--- Start ---
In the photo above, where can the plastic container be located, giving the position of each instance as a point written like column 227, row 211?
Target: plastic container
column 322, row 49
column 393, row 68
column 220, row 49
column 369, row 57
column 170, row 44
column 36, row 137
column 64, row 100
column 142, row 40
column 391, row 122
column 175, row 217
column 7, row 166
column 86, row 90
--- End ---
▶ WHAT IS ASKED
Return the listing above line for line, keeping every word, number, and punctuation mark unchanged.

▶ OUTPUT FOR THIS TASK
In the photo above, where can the plastic container be located, giving the position of each instance as a point written like column 227, row 211?
Target: plastic container
column 322, row 49
column 393, row 68
column 220, row 49
column 369, row 57
column 170, row 44
column 36, row 137
column 64, row 100
column 142, row 40
column 391, row 122
column 175, row 217
column 7, row 166
column 86, row 90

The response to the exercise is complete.